Every line in the listing below from the one with "Find one point per instance of the field" through the one with "Find one point per instance of the bicycle" is to be reproduced exactly, both ends included; leave out the rest.
** Data follows **
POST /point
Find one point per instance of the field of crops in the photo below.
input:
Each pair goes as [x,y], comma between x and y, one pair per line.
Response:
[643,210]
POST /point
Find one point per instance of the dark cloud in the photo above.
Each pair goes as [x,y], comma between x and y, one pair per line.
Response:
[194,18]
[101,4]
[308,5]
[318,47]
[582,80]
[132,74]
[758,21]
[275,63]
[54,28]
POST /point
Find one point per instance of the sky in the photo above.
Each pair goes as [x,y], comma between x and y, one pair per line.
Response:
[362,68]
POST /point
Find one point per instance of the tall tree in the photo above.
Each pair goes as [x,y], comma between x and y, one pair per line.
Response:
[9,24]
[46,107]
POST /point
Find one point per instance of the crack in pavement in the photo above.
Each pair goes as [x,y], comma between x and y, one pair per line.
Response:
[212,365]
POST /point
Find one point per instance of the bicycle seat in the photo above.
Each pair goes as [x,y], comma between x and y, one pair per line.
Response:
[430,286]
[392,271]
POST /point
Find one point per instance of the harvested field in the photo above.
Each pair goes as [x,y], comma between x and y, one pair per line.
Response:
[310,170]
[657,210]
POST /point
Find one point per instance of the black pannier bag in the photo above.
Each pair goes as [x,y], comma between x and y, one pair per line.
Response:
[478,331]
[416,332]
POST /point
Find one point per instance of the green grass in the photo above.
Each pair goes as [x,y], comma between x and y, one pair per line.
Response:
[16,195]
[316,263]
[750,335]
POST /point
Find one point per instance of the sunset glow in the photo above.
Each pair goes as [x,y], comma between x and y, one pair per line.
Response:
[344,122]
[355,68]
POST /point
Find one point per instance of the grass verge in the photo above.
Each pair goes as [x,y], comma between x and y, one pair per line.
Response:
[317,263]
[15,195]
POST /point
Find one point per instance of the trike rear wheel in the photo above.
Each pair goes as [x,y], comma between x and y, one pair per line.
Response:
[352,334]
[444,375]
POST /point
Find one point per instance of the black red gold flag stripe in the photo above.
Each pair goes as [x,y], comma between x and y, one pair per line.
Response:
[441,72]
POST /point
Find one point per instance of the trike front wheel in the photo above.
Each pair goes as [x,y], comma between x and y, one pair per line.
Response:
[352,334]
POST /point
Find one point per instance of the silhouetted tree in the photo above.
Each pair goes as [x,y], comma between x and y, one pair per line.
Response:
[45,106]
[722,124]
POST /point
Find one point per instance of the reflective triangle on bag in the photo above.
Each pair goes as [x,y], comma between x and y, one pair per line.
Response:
** End of Data **
** Data follows **
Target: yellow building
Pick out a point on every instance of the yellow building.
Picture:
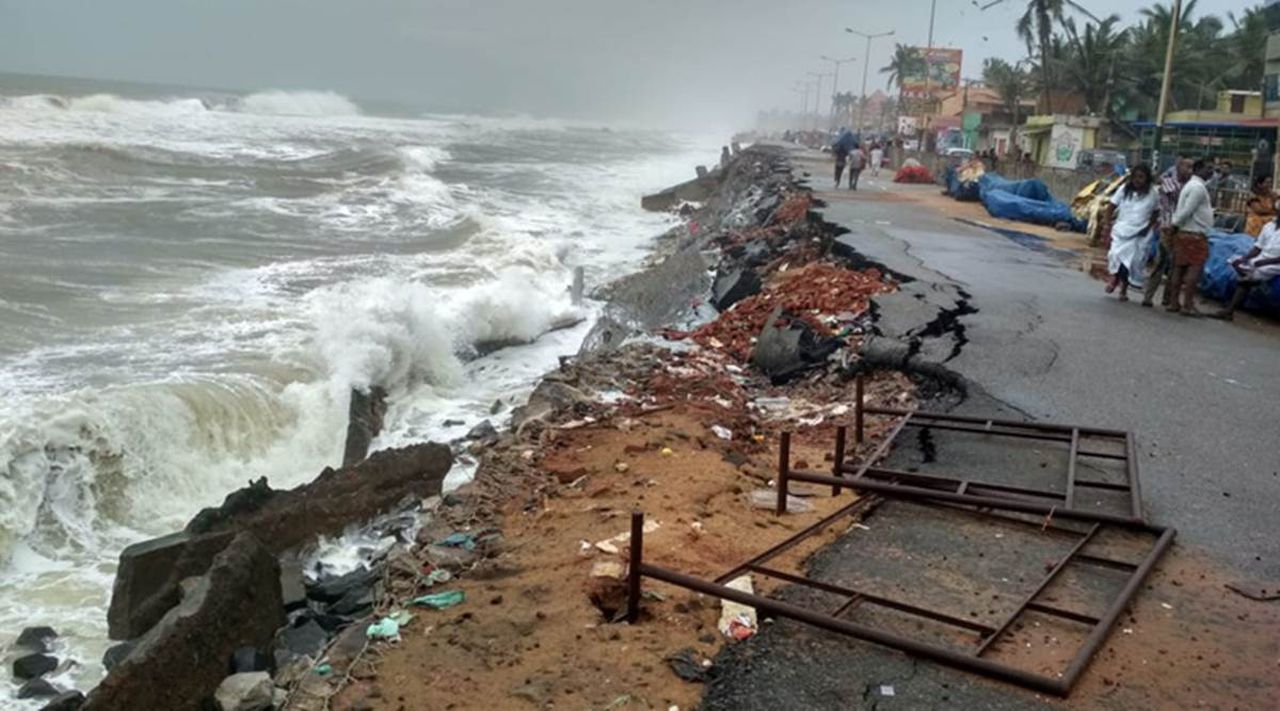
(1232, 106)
** End of Data **
** Data follows **
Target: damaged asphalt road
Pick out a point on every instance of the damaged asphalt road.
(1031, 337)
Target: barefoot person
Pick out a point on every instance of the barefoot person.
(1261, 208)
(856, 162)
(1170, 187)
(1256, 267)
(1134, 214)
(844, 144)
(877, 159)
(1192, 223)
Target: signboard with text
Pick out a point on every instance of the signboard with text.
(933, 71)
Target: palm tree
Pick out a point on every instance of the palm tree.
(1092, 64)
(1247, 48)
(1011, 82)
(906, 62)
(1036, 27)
** End of Data **
Answer box —
Find one point per instance of the field of crops in the photo below.
input:
Each pair goes as [x,y], comma between x and y, one pair per line.
Response:
[643,210]
POST /point
Find one point per instance of the dark cloud in the photo above.
Each pair goes as [x,y], comma between x and y, one pair per line.
Response:
[194,18]
[101,4]
[308,5]
[318,47]
[582,80]
[132,74]
[758,21]
[275,63]
[54,28]
POST /point
Find one point per instance of the sky in the photo above.
Each pair goes as [x,y], comma between x and y, one pair per line.
Response:
[362,68]
POST /point
Find one point per instance of the tall tree in the photo above.
Each pair goes as [x,y], comma between x and y, one pair per line.
Response:
[9,24]
[46,107]
POST /point
Find one point per instance of the crack in pavement in the photo above.
Each pair goes as [x,y], comma between x and y, one pair per line.
Response:
[212,365]
POST /point
Find one point per instance of the bicycle seat in the photo above.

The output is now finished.